We need to add the sub-totals.

There are three common ways to do this.

Method 1 – UNION ALL

The first way to add sub-totals to a query is to use UNION ALL to append a second query to the first.

WITH dat
AS
(
SELECT YEAR(fis.OrderDate) AS "Order year",
       dg.CountryRegionCode AS "Country",
       dpc.EnglishProductCategoryName AS "Product category",
       0 AS country_type,
       SUM(fis.SalesAmount) AS "Sales amount"
FROM FactInternetSales fis
  INNER JOIN DimCustomer dc ON fis.CustomerKey = dc.CustomerKey
  INNER JOIN DimGeography dg ON dc.GeographyKey = dg.GeographyKey
  INNER JOIN DimProduct dp ON fis.ProductKey = dp.ProductKey
  INNER JOIN DimProductSubcategory dps ON dp.ProductSubcategoryKey = dps.ProductSubcategoryKey
  INNER JOIN DimProductCategory dpc ON dps.ProductCategoryKey = dpc.ProductCategoryKey
GROUP BY YEAR(fis.OrderDate),
         dg.CountryRegionCode,
         dpc.EnglishProductCategoryName
UNION ALL
SELECT YEAR(fis.OrderDate) AS "Order year",
       'All countries in ' + CAST(YEAR(fis.OrderDate) AS nvarchar(4)) AS "Country",
       'All product categories in ' + CAST(YEAR(fis.OrderDate) AS nvarchar(4)) AS "Product category",
       1 AS country_type,
       SUM(fis.SalesAmount) AS "Sales amount"
FROM FactInternetSales fis
GROUP BY YEAR(fis.OrderDate)
)
SELECT "Order year", "Country", "Product category", "Sales amount"
FROM dat
ORDER BY "Order year", country_type, "Country", "Sales amount" DESC;

There are a few things to note about this query.

We add a second query joined to the first by using UNION ALL.
The second query is only grouping by year, as we would expect.
A UNION ALL query must have the same number of columns in each part of the query (above and below the UNION ALL operator), so we need to provide default values for the Country and Product category columns. These are defined per the requirements.

▶ _Given data_
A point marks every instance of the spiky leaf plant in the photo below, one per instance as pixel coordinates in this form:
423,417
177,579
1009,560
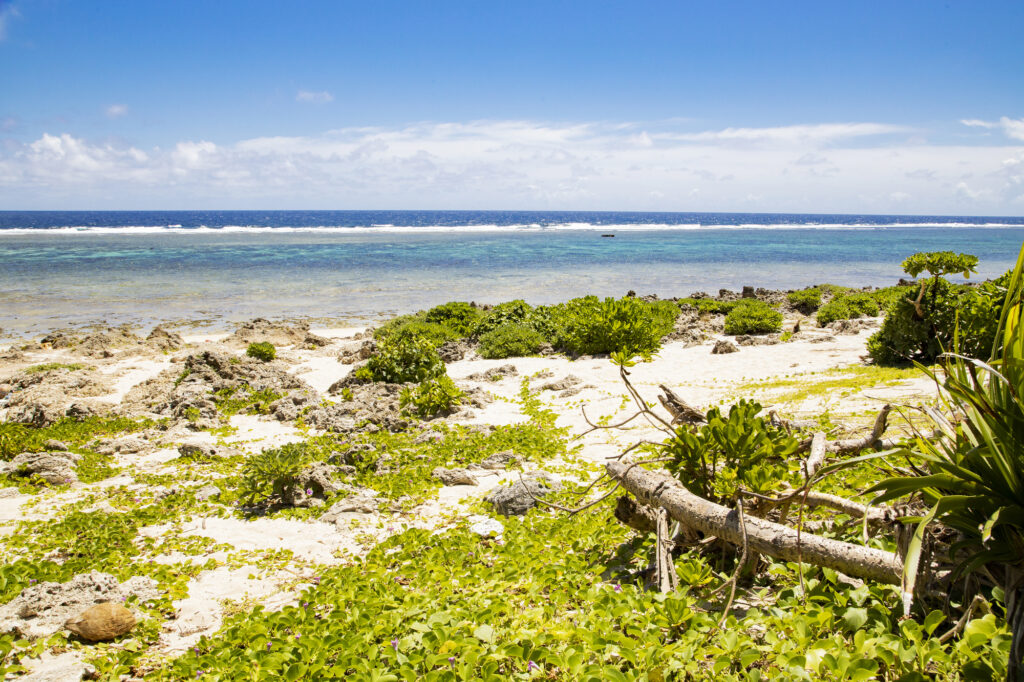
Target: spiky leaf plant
974,481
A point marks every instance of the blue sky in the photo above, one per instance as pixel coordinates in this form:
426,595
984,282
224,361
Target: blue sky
867,107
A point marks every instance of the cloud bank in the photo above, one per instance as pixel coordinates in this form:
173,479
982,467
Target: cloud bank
834,167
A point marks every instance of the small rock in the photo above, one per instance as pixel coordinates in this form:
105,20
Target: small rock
724,346
485,526
364,502
101,623
521,496
454,476
561,384
501,460
197,451
54,468
207,493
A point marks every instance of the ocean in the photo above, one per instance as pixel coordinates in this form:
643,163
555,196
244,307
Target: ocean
214,268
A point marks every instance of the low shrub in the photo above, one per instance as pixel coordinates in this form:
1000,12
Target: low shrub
459,316
272,474
510,340
949,309
262,350
805,300
431,397
519,312
753,316
402,357
417,325
589,326
708,305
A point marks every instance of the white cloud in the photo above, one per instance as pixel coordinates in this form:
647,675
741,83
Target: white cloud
321,96
521,164
7,11
1012,128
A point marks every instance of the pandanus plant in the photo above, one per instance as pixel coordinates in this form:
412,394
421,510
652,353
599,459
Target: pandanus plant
973,467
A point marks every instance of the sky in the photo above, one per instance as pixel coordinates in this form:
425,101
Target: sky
868,107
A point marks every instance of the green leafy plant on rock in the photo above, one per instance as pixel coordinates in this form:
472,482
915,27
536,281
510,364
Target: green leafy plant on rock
921,329
510,340
402,357
753,316
431,397
731,451
262,350
590,326
272,474
971,472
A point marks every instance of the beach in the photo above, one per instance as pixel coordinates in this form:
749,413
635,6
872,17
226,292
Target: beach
229,559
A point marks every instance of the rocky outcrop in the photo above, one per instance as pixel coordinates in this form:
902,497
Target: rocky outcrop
724,346
453,351
101,623
521,496
280,334
495,373
454,476
161,339
55,468
312,484
43,609
42,397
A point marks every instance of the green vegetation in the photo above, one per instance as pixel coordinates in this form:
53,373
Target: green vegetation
708,305
272,474
740,450
590,326
847,306
432,397
805,300
920,330
402,356
262,350
970,478
510,340
50,367
460,316
753,316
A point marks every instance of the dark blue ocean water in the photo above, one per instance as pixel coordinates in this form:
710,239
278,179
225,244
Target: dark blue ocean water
70,268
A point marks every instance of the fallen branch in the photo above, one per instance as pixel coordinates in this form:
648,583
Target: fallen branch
774,540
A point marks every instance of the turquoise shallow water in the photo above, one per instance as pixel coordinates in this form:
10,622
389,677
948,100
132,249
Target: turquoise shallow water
67,275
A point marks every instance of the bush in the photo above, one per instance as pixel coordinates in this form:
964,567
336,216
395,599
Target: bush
432,397
272,474
510,312
417,325
589,326
847,307
262,350
906,337
511,340
708,305
805,300
402,357
459,316
753,316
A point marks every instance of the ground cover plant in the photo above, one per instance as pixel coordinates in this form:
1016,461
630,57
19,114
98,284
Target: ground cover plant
920,329
262,350
753,316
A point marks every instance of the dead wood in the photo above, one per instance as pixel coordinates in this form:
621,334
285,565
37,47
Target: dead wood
780,542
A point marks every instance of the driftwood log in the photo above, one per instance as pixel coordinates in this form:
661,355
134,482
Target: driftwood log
659,491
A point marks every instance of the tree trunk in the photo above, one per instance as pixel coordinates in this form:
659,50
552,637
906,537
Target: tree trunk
774,540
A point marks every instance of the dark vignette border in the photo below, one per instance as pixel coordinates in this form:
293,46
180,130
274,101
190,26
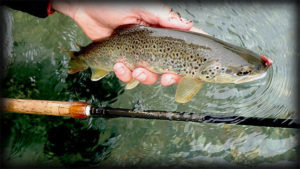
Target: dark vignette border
265,2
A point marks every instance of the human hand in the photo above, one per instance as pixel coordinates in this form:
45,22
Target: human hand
99,20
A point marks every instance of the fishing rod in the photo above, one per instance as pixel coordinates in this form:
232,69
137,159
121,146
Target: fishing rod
84,110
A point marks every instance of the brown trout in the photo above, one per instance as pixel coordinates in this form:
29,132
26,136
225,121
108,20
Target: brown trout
197,57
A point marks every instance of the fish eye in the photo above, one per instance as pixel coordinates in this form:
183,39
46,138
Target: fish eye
258,67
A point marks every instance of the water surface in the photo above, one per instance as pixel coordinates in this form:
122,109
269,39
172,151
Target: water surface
37,69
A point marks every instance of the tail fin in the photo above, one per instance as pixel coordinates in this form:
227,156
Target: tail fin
76,64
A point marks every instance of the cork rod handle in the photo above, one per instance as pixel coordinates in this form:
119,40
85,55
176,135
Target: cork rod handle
45,107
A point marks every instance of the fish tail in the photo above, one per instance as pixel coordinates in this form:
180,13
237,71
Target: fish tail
76,64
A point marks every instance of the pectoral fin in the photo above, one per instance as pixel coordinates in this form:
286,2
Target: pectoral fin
187,89
132,84
98,74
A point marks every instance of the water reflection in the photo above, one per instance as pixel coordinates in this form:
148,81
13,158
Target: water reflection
266,29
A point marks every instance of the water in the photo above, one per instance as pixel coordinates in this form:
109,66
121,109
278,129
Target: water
37,69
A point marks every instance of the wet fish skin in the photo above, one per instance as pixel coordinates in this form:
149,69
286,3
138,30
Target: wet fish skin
197,57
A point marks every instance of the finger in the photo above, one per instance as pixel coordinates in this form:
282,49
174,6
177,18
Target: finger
194,29
145,76
122,72
168,79
173,20
163,16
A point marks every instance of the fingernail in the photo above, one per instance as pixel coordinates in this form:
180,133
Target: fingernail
141,77
120,69
186,21
171,81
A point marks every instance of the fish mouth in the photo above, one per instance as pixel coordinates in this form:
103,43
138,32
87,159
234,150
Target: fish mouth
251,78
266,61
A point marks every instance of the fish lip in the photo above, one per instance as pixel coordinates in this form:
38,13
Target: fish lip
268,62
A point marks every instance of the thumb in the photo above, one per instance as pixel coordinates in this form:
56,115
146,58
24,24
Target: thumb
166,17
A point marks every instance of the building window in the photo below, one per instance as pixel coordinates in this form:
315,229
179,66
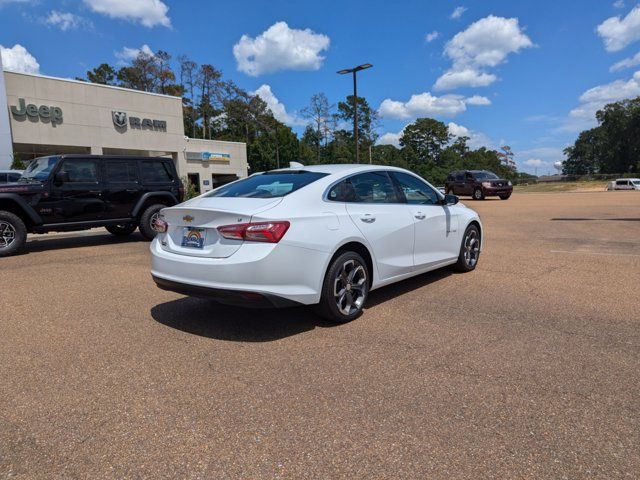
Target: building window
80,170
121,172
156,172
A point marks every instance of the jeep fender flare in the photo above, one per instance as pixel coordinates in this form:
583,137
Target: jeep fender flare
23,207
159,195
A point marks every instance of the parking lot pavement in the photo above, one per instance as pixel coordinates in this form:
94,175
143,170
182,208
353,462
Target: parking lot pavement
528,367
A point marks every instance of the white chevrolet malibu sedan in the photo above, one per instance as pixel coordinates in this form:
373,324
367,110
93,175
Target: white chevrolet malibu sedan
322,235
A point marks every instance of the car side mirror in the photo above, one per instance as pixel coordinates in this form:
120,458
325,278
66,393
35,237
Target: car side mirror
450,199
61,177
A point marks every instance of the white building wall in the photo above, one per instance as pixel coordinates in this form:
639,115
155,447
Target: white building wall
6,147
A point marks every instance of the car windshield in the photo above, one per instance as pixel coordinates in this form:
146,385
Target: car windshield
40,168
268,184
485,176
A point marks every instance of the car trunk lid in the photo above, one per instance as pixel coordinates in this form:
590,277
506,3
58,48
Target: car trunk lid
193,225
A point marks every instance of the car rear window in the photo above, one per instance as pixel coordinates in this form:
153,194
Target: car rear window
268,185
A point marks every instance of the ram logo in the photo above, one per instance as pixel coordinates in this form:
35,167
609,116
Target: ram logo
119,119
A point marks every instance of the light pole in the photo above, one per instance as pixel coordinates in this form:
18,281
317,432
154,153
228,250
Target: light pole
354,71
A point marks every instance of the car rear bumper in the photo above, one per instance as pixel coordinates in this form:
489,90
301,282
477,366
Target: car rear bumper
228,297
283,271
496,191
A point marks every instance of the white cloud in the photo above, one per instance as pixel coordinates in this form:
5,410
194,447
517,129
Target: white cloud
423,104
484,44
476,139
594,99
617,32
626,63
280,48
277,108
146,12
478,101
64,20
534,162
128,54
457,13
390,138
18,59
7,2
430,37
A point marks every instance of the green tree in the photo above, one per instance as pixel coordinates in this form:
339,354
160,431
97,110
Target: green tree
367,124
426,137
611,147
318,112
103,74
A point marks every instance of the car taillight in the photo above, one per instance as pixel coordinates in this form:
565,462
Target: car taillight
268,232
160,225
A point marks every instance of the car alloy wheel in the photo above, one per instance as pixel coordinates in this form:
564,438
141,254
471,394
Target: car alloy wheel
471,248
349,287
7,234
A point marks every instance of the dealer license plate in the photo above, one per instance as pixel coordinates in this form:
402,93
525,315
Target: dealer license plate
193,237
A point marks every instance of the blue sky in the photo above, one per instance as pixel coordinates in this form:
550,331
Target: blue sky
528,74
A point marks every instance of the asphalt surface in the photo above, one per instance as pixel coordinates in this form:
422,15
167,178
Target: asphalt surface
528,367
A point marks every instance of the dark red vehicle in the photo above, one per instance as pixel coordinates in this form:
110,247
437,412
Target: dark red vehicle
478,184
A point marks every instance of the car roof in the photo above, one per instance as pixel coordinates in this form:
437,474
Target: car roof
340,168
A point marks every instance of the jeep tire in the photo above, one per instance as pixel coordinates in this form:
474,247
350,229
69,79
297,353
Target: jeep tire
13,234
147,218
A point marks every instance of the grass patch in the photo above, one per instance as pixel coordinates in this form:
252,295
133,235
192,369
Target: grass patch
589,186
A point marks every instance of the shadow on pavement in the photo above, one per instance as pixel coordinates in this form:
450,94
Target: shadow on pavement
212,320
42,243
584,219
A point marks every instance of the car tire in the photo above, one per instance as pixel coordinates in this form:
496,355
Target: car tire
146,221
338,303
13,234
469,250
121,230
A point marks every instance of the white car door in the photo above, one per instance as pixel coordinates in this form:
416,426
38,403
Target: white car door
373,205
436,225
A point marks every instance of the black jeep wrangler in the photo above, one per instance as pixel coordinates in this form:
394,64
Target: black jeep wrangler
77,192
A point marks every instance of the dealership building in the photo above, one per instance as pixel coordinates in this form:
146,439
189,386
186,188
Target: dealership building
42,115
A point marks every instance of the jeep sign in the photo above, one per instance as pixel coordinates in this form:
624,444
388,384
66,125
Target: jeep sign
120,121
44,113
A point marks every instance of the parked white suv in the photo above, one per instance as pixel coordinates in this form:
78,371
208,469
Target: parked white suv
324,234
10,176
624,184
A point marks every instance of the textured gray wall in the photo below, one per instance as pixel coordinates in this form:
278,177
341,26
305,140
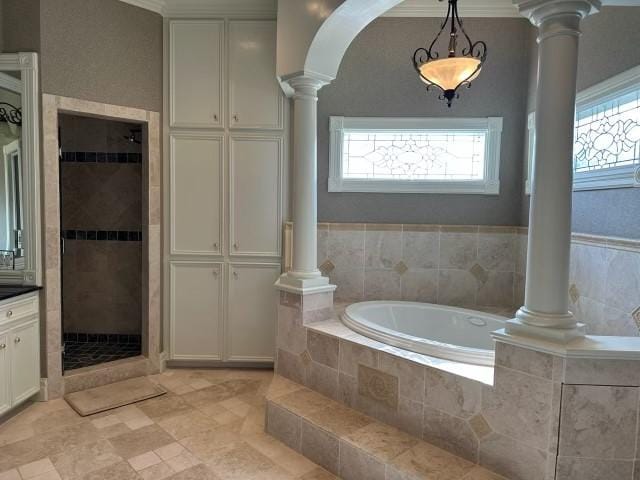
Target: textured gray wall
102,50
376,78
609,45
20,26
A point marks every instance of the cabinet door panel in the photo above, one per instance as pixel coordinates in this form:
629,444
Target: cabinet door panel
252,312
255,218
196,194
5,393
255,97
196,311
24,345
196,73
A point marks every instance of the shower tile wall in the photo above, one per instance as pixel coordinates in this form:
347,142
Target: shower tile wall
102,223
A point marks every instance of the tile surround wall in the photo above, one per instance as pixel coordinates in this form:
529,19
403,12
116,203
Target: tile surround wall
543,418
466,266
478,267
507,427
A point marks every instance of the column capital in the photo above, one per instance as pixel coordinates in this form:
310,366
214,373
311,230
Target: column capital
541,11
304,84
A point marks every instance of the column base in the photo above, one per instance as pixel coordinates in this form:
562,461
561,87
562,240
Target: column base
302,286
556,335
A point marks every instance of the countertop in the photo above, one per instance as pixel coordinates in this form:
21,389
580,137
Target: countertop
10,291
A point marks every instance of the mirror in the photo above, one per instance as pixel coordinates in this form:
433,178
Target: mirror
20,221
11,201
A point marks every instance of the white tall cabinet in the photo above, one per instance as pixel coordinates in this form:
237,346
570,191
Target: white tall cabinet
225,160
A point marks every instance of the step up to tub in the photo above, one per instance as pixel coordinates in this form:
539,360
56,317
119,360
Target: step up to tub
354,446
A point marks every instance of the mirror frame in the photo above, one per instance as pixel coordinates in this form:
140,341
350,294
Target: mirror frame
27,64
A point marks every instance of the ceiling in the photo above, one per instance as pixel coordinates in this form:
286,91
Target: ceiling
268,8
263,8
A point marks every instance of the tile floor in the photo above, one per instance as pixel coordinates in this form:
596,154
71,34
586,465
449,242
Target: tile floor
210,426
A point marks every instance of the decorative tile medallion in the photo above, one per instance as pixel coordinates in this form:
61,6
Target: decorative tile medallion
479,273
401,268
378,386
574,293
480,426
306,358
327,267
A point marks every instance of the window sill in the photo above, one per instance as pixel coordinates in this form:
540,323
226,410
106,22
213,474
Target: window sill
415,186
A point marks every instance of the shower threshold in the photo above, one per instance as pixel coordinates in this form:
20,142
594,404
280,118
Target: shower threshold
86,350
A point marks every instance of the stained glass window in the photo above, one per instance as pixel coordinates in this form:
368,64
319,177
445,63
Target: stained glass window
418,155
415,155
608,135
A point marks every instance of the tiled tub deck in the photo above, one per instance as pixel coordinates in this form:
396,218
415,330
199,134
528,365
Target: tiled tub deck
478,267
531,417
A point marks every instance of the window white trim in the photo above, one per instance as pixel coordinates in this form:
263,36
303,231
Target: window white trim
490,185
615,177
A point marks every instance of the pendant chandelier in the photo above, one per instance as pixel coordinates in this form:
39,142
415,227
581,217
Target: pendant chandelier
456,70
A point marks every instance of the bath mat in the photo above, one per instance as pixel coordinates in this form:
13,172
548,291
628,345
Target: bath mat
114,395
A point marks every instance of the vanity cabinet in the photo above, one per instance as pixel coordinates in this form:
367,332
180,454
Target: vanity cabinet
196,64
19,350
255,97
5,372
196,310
255,179
226,186
196,183
252,312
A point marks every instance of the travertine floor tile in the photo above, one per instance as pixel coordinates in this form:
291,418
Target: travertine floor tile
339,420
305,402
139,441
10,475
169,451
199,472
187,424
211,427
144,460
182,462
33,469
50,475
427,462
479,473
318,474
85,459
119,471
382,441
156,472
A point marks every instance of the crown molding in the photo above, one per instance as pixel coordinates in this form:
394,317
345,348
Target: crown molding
209,8
473,8
156,6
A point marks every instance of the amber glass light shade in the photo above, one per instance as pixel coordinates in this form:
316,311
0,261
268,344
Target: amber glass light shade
449,73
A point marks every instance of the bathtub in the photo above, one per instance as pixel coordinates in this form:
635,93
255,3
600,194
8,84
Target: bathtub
450,333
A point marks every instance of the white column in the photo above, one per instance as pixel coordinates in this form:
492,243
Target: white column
546,309
304,276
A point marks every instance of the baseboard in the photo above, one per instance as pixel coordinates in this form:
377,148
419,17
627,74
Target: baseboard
43,395
217,364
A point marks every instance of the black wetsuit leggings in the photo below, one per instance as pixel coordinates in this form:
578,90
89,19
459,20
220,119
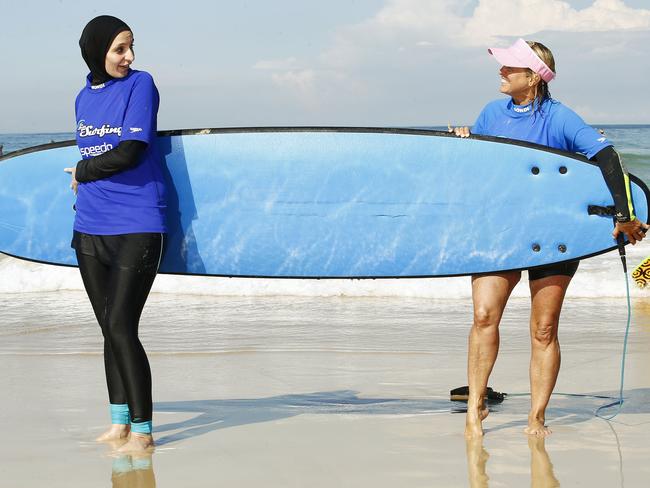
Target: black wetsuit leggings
118,272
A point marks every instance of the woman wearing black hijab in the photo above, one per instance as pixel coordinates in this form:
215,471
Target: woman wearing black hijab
120,216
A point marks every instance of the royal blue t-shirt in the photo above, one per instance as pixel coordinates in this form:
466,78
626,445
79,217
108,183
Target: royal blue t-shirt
553,125
132,200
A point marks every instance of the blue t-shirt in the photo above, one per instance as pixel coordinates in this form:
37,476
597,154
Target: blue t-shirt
553,125
132,200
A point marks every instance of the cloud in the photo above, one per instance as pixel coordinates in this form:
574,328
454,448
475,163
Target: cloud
289,63
303,80
513,18
423,61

▶ _Exercises to complete_
A: According to the sub-totals excerpt, what must a UNION ALL query have in each part of the query?
B: Gather every line of the records that contains the word "rear".
The records bear no relation to the sub-totals excerpt.

▶ _Exercise answers_
A: The same number of columns.

B:
A point marks every instance of the car rear window in the photo above, one per instance as pixel coordinates in this form:
Target: car rear window
A point marks every instance of the car rear bumper in the photo above, one per instance as pixel coordinates in this form:
Target: car rear bumper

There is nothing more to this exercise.